**Task**
Apart from the images, every record below must be given again without alteration.

**Records shown**

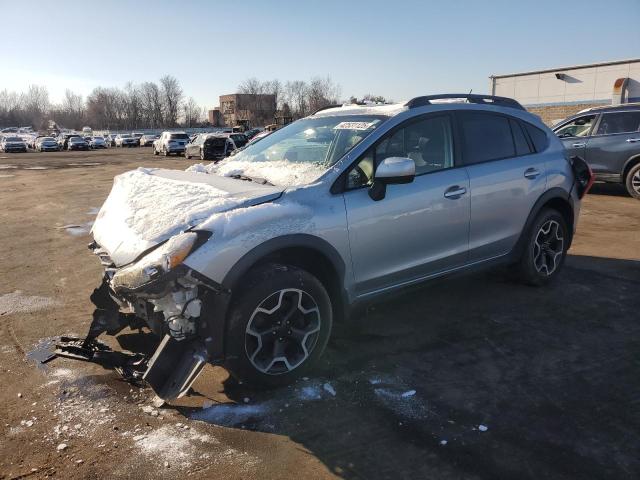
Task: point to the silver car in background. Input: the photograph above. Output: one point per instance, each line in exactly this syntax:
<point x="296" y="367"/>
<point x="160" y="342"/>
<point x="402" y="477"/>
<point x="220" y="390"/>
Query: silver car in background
<point x="247" y="263"/>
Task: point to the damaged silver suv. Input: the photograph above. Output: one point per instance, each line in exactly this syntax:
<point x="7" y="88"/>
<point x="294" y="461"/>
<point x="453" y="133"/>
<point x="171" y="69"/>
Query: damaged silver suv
<point x="247" y="263"/>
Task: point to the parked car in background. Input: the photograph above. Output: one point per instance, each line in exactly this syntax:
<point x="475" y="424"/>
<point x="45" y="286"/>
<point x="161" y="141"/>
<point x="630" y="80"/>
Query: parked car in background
<point x="147" y="139"/>
<point x="608" y="138"/>
<point x="97" y="142"/>
<point x="31" y="141"/>
<point x="77" y="143"/>
<point x="12" y="144"/>
<point x="170" y="142"/>
<point x="208" y="147"/>
<point x="126" y="140"/>
<point x="63" y="140"/>
<point x="46" y="144"/>
<point x="137" y="136"/>
<point x="110" y="140"/>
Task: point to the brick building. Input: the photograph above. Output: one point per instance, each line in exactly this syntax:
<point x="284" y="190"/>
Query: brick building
<point x="247" y="109"/>
<point x="556" y="93"/>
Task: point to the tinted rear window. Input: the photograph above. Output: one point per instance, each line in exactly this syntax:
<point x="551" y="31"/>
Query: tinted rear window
<point x="486" y="137"/>
<point x="522" y="146"/>
<point x="538" y="137"/>
<point x="620" y="122"/>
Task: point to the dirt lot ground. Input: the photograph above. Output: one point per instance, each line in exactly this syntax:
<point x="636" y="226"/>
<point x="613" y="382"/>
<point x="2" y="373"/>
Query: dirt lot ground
<point x="472" y="377"/>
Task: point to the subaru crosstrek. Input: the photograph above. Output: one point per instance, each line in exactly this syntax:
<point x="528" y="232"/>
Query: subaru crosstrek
<point x="247" y="263"/>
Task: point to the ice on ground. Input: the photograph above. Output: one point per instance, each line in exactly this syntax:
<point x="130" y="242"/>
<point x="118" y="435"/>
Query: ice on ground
<point x="278" y="172"/>
<point x="17" y="302"/>
<point x="405" y="406"/>
<point x="329" y="389"/>
<point x="230" y="414"/>
<point x="233" y="222"/>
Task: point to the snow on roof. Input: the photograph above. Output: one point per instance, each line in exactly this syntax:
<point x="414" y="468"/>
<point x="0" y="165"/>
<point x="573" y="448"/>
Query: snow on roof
<point x="370" y="109"/>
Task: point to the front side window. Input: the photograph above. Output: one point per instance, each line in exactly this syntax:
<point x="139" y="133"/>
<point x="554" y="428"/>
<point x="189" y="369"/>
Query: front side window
<point x="428" y="142"/>
<point x="619" y="122"/>
<point x="578" y="127"/>
<point x="486" y="137"/>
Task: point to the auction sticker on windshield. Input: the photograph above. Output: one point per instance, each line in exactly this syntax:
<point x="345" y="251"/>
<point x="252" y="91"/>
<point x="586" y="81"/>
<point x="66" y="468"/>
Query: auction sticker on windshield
<point x="354" y="125"/>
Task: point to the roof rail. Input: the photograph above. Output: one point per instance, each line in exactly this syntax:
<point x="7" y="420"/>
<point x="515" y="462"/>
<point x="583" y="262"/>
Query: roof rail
<point x="469" y="97"/>
<point x="335" y="105"/>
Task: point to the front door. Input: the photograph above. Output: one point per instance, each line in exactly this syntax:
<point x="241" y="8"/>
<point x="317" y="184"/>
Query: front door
<point x="418" y="229"/>
<point x="617" y="138"/>
<point x="506" y="177"/>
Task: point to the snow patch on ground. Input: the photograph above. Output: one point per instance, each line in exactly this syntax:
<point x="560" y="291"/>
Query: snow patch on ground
<point x="17" y="302"/>
<point x="236" y="221"/>
<point x="145" y="208"/>
<point x="230" y="414"/>
<point x="179" y="448"/>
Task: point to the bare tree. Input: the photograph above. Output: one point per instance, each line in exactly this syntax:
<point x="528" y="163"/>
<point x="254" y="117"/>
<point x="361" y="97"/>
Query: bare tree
<point x="171" y="98"/>
<point x="191" y="112"/>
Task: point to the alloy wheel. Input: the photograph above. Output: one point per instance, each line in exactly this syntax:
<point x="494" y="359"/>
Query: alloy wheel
<point x="282" y="331"/>
<point x="548" y="247"/>
<point x="635" y="181"/>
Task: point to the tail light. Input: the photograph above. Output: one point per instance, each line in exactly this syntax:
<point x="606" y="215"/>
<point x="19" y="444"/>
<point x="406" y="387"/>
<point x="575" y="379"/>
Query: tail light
<point x="584" y="177"/>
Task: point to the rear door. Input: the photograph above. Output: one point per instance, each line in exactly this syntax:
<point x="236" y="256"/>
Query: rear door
<point x="575" y="134"/>
<point x="419" y="228"/>
<point x="506" y="177"/>
<point x="616" y="139"/>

**Result of this task**
Task: point to the silver car in background. Input: the photograph above. Output: one point per instance, each line in exactly this syntax:
<point x="296" y="367"/>
<point x="160" y="342"/>
<point x="402" y="477"/>
<point x="220" y="390"/>
Query: silver car in background
<point x="247" y="263"/>
Task: point to the damaged silver suv. Input: the photograph above. Output: one point per instance, each line in exactly this syntax:
<point x="7" y="88"/>
<point x="294" y="461"/>
<point x="453" y="133"/>
<point x="171" y="69"/>
Query: damaged silver suv
<point x="247" y="263"/>
Task: point to the parked car in background. Input: the photograph above. Output: one point per instance, each line in exactly this syntax:
<point x="475" y="424"/>
<point x="45" y="286"/>
<point x="161" y="141"/>
<point x="630" y="80"/>
Query: parked car in background
<point x="147" y="139"/>
<point x="608" y="138"/>
<point x="97" y="142"/>
<point x="31" y="141"/>
<point x="77" y="143"/>
<point x="12" y="144"/>
<point x="170" y="142"/>
<point x="208" y="147"/>
<point x="126" y="140"/>
<point x="63" y="140"/>
<point x="46" y="144"/>
<point x="137" y="136"/>
<point x="110" y="140"/>
Task: point to the brick building. Input: the photograph above. Output: one point per instance, each line in exactly this syntax:
<point x="284" y="190"/>
Query: brick building
<point x="247" y="109"/>
<point x="556" y="93"/>
Task: point to the tinted rear window. Input: the photograph above. Output: one point per instance, each line in exactly this syntax:
<point x="551" y="31"/>
Query: tinted rear window
<point x="486" y="137"/>
<point x="522" y="146"/>
<point x="538" y="137"/>
<point x="620" y="122"/>
Task: point to the dirt lot ground. Input: the photograph above. Output: one point per instance, each line in exactly this syntax:
<point x="636" y="226"/>
<point x="613" y="382"/>
<point x="2" y="373"/>
Query: dirt lot ground
<point x="472" y="377"/>
Task: point to the subaru crosstrek. Input: the photograph above. Output: one point per instance, each line in exactly this syntax:
<point x="528" y="232"/>
Query: subaru crosstrek
<point x="247" y="263"/>
Task: point to the ice on ground. Input: the photograph above. Output: one point per instance, each line in exactly this syntax:
<point x="130" y="242"/>
<point x="118" y="435"/>
Query: ice on ground
<point x="278" y="172"/>
<point x="17" y="302"/>
<point x="405" y="406"/>
<point x="329" y="389"/>
<point x="230" y="414"/>
<point x="233" y="222"/>
Task: point to the snow on roof. Input: the photograph above. Output: one point per instance, each line in exactly this syntax:
<point x="414" y="468"/>
<point x="0" y="165"/>
<point x="573" y="448"/>
Query: snow on roof
<point x="370" y="109"/>
Task: point to the front side window. Input: the photograph above. Output: one point per instance, each line in exactly this syntax:
<point x="139" y="133"/>
<point x="554" y="428"/>
<point x="189" y="369"/>
Query: front side window
<point x="428" y="142"/>
<point x="619" y="122"/>
<point x="578" y="127"/>
<point x="486" y="137"/>
Task: point to the auction sticker on windshield. Input: the photograph above. Output: one point per instance, each line in exactly this syntax:
<point x="345" y="251"/>
<point x="252" y="91"/>
<point x="586" y="81"/>
<point x="66" y="468"/>
Query: auction sticker on windshield
<point x="354" y="125"/>
Task: point to the roof rail. Input: the photograph above. Output: one point per instance, each line in exactly this syntax:
<point x="7" y="420"/>
<point x="515" y="462"/>
<point x="583" y="262"/>
Query: roof rail
<point x="469" y="97"/>
<point x="335" y="105"/>
Task: point to the front door. Input: the photograph above. Output: one point per instance, each line in exactly this syntax:
<point x="241" y="8"/>
<point x="317" y="184"/>
Query: front door
<point x="418" y="229"/>
<point x="617" y="138"/>
<point x="506" y="177"/>
Task: point to the snow patch on ground. Input: the photograph above. Output: one point per instance, each line in exactly this syntax:
<point x="560" y="291"/>
Query: snow patch on ground
<point x="17" y="302"/>
<point x="236" y="221"/>
<point x="145" y="208"/>
<point x="230" y="414"/>
<point x="179" y="448"/>
Task: point to the bare tree. Input: the photograph above. Output: one point per instance, each line in exactly this syntax:
<point x="528" y="163"/>
<point x="254" y="117"/>
<point x="361" y="97"/>
Query: bare tree
<point x="171" y="98"/>
<point x="191" y="112"/>
Task: point to the alloy wheel. Input: the photograph above. Output: one point per instance, each line in exactly this syntax:
<point x="494" y="359"/>
Query: alloy wheel
<point x="282" y="331"/>
<point x="548" y="247"/>
<point x="635" y="181"/>
Task: point to the tail light. Input: the photograph above. Output: one point per instance, each line in exactly this syntax:
<point x="606" y="215"/>
<point x="19" y="444"/>
<point x="406" y="387"/>
<point x="575" y="379"/>
Query: tail light
<point x="584" y="177"/>
Task: point to the rear door. Input: the photograph above. Output: one point per instance, each line in exactly this syntax:
<point x="236" y="256"/>
Query: rear door
<point x="575" y="134"/>
<point x="419" y="228"/>
<point x="506" y="177"/>
<point x="616" y="139"/>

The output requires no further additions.